* THE PROBLEM *
Write out the lines of the listing below verbatim, starting at the line that contains "of the grey" and ending at the line that contains "the blue background", both included.

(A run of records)

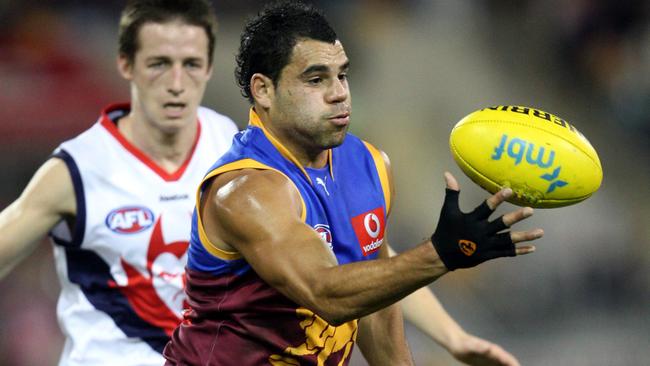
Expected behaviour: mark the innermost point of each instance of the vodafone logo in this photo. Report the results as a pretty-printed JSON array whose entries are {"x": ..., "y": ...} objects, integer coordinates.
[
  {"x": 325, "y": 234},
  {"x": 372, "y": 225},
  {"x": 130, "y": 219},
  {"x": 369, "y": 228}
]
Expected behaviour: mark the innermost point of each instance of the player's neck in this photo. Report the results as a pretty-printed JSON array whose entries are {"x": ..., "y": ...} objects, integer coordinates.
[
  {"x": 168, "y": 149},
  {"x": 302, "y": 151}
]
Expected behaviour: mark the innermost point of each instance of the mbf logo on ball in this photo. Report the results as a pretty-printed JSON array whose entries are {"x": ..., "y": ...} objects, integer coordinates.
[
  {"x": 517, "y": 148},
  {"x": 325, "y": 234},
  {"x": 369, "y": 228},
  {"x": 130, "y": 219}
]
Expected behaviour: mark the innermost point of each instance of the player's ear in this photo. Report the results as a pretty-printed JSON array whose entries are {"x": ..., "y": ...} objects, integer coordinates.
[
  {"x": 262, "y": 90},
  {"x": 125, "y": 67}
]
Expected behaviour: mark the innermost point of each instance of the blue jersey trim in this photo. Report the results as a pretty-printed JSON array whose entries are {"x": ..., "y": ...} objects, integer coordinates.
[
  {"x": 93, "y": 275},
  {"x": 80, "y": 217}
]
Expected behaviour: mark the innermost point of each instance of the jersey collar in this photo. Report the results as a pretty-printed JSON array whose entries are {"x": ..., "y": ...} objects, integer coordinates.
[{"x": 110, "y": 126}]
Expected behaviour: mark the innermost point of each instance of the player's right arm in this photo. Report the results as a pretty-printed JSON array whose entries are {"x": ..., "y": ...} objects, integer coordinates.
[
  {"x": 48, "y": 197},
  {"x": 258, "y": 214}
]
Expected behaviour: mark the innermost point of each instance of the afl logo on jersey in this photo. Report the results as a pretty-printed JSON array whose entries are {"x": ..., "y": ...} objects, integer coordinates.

==

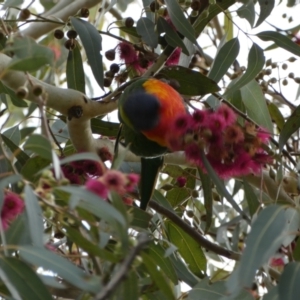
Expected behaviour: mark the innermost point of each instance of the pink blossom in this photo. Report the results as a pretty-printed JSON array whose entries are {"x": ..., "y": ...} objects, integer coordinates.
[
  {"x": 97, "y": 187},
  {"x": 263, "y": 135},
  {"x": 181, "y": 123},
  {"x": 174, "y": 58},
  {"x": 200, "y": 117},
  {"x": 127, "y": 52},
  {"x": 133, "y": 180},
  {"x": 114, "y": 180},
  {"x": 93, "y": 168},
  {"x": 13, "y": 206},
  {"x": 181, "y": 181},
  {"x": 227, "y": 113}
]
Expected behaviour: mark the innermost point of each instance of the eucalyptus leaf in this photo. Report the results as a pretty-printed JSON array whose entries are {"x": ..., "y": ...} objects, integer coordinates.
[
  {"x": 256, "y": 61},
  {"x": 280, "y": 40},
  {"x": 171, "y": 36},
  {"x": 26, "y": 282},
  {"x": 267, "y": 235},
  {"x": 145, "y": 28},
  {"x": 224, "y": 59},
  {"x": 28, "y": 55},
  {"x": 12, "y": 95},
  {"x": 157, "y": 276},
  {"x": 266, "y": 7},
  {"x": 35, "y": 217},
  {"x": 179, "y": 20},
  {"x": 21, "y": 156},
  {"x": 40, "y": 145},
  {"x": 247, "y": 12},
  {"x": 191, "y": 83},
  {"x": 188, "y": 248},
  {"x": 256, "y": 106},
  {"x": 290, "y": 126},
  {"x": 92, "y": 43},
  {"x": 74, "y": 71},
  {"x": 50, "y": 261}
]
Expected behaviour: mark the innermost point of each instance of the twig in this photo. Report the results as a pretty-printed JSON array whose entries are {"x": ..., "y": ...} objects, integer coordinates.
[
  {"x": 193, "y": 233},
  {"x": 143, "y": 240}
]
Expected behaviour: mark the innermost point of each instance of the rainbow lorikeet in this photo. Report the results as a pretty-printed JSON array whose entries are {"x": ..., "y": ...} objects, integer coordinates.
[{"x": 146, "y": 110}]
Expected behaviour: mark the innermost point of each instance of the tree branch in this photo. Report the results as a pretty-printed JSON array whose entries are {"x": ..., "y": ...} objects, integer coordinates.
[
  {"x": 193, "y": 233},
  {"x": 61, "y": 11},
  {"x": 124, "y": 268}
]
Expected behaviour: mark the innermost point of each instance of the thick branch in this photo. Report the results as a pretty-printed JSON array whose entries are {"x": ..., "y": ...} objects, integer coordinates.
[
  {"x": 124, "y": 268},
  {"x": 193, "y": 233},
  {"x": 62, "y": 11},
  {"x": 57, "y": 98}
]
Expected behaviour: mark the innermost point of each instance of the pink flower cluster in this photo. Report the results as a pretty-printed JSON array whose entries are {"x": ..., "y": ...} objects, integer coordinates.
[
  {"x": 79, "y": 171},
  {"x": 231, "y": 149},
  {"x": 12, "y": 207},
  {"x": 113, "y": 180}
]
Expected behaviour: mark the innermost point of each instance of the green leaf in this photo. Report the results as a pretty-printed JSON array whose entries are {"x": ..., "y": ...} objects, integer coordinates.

...

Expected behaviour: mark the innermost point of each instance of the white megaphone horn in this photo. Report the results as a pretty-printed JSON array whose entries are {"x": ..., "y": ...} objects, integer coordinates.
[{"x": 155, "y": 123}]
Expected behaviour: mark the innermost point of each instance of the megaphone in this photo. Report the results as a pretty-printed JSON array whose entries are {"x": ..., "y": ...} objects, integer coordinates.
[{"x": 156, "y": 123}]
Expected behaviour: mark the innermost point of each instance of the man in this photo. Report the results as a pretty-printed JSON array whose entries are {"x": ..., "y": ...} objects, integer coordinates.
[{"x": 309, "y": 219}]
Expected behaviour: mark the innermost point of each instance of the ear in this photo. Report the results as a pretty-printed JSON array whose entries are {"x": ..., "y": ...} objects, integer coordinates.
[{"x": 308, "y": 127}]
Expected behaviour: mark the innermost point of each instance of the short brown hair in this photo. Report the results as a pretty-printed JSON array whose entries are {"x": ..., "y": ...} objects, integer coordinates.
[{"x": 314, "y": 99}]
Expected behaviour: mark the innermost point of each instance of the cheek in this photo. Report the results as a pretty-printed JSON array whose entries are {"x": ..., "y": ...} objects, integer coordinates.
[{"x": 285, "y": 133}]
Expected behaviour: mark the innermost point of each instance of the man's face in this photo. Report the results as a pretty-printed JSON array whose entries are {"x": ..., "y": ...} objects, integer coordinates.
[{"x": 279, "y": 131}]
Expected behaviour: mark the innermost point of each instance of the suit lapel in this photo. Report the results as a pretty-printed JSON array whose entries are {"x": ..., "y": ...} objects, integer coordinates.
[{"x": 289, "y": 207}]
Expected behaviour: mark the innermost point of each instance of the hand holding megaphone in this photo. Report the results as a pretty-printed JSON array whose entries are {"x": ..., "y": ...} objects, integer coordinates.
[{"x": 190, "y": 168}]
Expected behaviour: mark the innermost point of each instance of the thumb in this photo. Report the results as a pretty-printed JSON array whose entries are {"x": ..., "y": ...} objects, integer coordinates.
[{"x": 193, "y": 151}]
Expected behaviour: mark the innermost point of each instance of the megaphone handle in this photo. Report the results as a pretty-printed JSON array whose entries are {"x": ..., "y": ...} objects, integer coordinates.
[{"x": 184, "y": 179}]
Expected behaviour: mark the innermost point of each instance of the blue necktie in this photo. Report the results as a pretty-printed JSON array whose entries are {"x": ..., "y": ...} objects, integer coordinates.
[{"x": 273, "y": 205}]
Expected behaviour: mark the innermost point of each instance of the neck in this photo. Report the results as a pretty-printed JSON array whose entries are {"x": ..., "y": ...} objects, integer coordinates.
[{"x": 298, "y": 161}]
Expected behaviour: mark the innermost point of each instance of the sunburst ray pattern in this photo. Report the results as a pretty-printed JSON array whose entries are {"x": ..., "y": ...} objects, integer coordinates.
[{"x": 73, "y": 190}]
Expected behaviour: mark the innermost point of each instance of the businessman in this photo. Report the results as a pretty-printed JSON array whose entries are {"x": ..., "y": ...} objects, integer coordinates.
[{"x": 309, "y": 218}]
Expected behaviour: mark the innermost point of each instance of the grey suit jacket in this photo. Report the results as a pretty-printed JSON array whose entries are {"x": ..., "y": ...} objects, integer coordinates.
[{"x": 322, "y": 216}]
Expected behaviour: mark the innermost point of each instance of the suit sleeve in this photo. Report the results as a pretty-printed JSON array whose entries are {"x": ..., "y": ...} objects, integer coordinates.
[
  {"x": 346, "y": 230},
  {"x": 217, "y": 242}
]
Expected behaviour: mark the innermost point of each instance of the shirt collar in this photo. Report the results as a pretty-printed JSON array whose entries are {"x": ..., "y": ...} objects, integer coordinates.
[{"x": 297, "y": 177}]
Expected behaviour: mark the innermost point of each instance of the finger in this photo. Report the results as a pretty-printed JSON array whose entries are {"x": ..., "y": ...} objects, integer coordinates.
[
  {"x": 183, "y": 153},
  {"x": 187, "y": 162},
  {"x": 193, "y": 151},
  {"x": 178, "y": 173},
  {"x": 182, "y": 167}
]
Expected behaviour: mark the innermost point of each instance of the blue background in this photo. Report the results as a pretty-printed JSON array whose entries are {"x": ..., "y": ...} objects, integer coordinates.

* THE COMPLETED TASK *
Expected behaviour: mark the innermost point of each instance of the grey suit jacket in this photo. Report the results as a pretty-printed JSON array whose entries are {"x": ..., "y": ...} objects, integer coordinates.
[{"x": 322, "y": 216}]
Expected behaviour: mark the innermost point of each instance of the suit sleeve in this photo. Report the results as a pretty-printed JSON array whose entries are {"x": ..., "y": ...} objects, integer coordinates.
[
  {"x": 346, "y": 230},
  {"x": 217, "y": 242}
]
Expected behaviour: mark the innermost point of each instance of the shirt collar in this photo. Report the results as a pretty-printed JSON array whose entries are {"x": ..., "y": ...} objects, integer coordinates.
[{"x": 297, "y": 177}]
Expected behaviour: mark the innermost point of each instance of the finger in this photo. Report the results as a pretty-printed JSON array whose entries are {"x": ..., "y": ...} objects, integer coordinates.
[
  {"x": 183, "y": 153},
  {"x": 187, "y": 162},
  {"x": 193, "y": 151},
  {"x": 178, "y": 173},
  {"x": 182, "y": 167}
]
Expected behaviour: mark the innermost point of each instance of the blue background in this photo. Report the results as a pretty-printed JSON array whose entries are {"x": ..., "y": ...} objects, integer coordinates.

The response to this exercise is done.